Copy the listing below, swapping every "instance" for "occurrence" and leaving all else untouched.

===== Raw data

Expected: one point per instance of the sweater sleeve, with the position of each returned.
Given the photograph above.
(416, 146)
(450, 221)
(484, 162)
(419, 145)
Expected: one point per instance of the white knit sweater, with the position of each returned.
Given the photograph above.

==========

* Solution below
Expected: one point per occurrence of the sweater sleeve, with the position of each returned.
Given the photograph above.
(416, 146)
(450, 221)
(484, 162)
(419, 145)
Expected: one point per occurrence of the white knit sweater, with the position of each returned.
Given the photograph above.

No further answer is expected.